◆ Tareas ◆
1. Sustituye "pescadores" por "marineros" y vuelve a escribir el fragmento del pasaje sobre el Reino de los cielos que comienza con las palabras que contienen "En aquel tiempo, Jesús" y acaba en "- . (Mt 13, 44-52).".
2. Reanuda el pasaje sobre el Reino de los cielos desde el punto en que termina.

◆ Texto para revisar ◆
==================================================

En aquel tiempo, Jesús dijo a la multitud: - El Reino de los cielos se parece a un tesoro escondido en un campo. Quien lo encuentra lo vuelve a esconder y, lleno de alegría va y vende cuanto tiene y compra aquel campo. El Reino de los cielos se parece también a un comerciante de perlas finas que, al encontrar una perla muy valiosa, va y vende cuanto tiene y la compra. También se parece el Reino de los cielos a la red que los pescadores echan en el mar y recoge toda clase de peces. Cuando se llena la red, los pescadores la sacan a la playa y se sientan a escoger los pescados; ponen los buenos en canastos y tiran los malos. Lo mismo sucederá al final de los tiempos: vendrán los ángeles, separarán a los malos de los buenos y los arrojarán al horno encendido. Allí será el llanto y la desesperación. ¿Han entendido todo esto? Ellos contestaron: - . (Mt 13, 44-52).

==================================================

◆ Muestra de datos ◆
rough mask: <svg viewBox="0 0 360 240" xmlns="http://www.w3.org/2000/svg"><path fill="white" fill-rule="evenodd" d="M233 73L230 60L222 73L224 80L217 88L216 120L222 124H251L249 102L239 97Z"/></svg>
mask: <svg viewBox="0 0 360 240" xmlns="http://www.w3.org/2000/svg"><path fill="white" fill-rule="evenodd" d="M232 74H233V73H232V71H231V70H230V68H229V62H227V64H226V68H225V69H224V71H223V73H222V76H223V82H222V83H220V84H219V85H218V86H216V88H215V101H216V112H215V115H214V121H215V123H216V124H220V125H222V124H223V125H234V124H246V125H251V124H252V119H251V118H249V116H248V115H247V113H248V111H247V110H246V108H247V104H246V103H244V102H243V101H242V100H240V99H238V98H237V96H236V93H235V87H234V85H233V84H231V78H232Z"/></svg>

==================================================

◆ Respuestas ◆
1.
En aquel tiempo, Jesús dijo a la multitud: - El Reino de los cielos se parece a un tesoro escondido en un campo. Quien lo encuentra lo vuelve a esconder y, lleno de alegría va y vende cuanto tiene y compra aquel campo. El Reino de los cielos se parece también a un comerciante de perlas finas que, al encontrar una perla muy valiosa, va y vende cuanto tiene y la compra. También se parece el Reino de los cielos a la red que los marineros echan en el mar y recoge toda clase de peces. Cuando se llena la red, los marineros la sacan a la playa y se sientan a escoger los pescados; ponen los buenos en canastos y tiran los malos. Lo mismo sucederá al final de los tiempos: vendrán los ángeles, separarán a los malos de los buenos y los arrojarán al horno encendido. Allí será el llanto y la desesperación. ¿Han entendido todo esto? Ellos contestaron: - . (Mt 13, 44-52).

2.
El sentido, la plenitud y el éxito final y total de la vida humana es alcanzar el Reino de Dios, el tesoro escondido, que equivale a alcanzar al mismo Dios en el tiempo y en la eternidad. Y el fracaso total de la vida consiste en no alcanzarlo, con la consiguiente desesperación eterna y llanto sin fin. 

El reino de Dios vale más que la vida física, pues en ese reino la vida del cuerpo y la del espíritu alcanzan su gloriosa plenitud eterna. Por eso hay que jugarse gozosamente lo menos por lo más, la vida temporal por la vida eterna, en la que tendremos lo menos y lo más, incluido un cuerpo glorioso como el de Cristo resucitado. 

El Reino temporal y eterno de Dios se descubre y se construye día a día en los acontecimientos pequeños y grandes, en las realidades y expresiones de la vida humana diaria, llevando y ofreciendo con Cristo la cruz inevitable de cada día; cruz que él nos la hace más liviana y le da sentido pascual de gloria eterna. 

A Dios y su Reino los podemos percibir y acoger en los acontecimientos, en la creación, en las personas, principalmente en los necesitados, en los que sufren, y en nosotros.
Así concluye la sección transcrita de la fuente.